Can you express the records below as a JSON list of strings, one string per line with blank lines omitted, starting at the line that has "Point out every instance of the light" and stopping after the line that has "x=327, y=307"?
◇ ◇ ◇ ◇
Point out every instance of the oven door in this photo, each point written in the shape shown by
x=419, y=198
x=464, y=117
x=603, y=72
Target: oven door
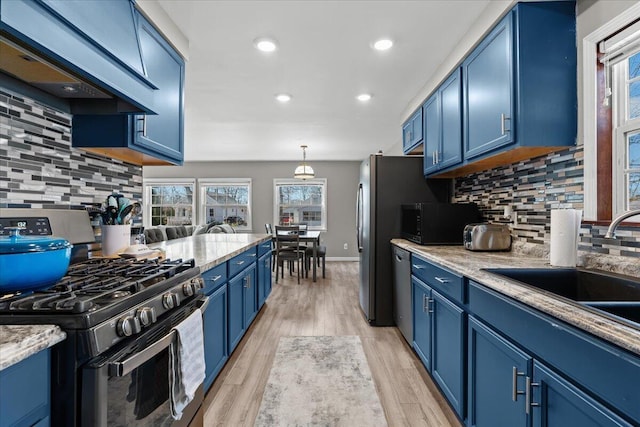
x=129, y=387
◇ ◇ ◇ ◇
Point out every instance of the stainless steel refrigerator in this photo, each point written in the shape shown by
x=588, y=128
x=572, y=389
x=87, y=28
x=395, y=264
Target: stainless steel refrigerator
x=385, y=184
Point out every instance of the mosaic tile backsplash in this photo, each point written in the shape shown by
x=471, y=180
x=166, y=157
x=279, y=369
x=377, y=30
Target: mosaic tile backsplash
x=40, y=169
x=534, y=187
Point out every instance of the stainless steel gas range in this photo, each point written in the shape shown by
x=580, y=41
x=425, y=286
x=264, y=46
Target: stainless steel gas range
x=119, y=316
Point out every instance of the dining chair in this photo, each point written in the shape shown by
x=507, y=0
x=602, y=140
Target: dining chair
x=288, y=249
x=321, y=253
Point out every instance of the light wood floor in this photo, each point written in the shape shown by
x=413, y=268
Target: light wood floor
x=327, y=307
◇ ◇ ◇ ◇
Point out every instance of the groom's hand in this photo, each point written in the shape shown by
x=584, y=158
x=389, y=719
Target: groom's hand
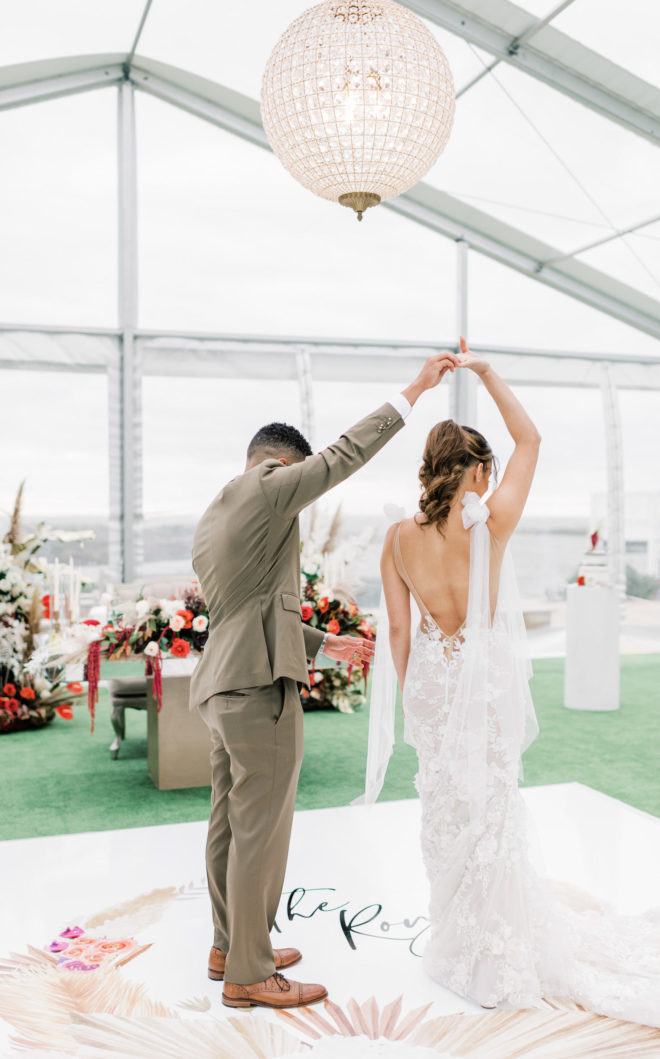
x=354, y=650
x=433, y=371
◇ ◇ ◇ ◇
Solution below -
[
  "Point out every instance of the light wood floor in this photo, each point written in the shape shown by",
  "x=413, y=268",
  "Target: light wood floor",
  "x=327, y=307"
]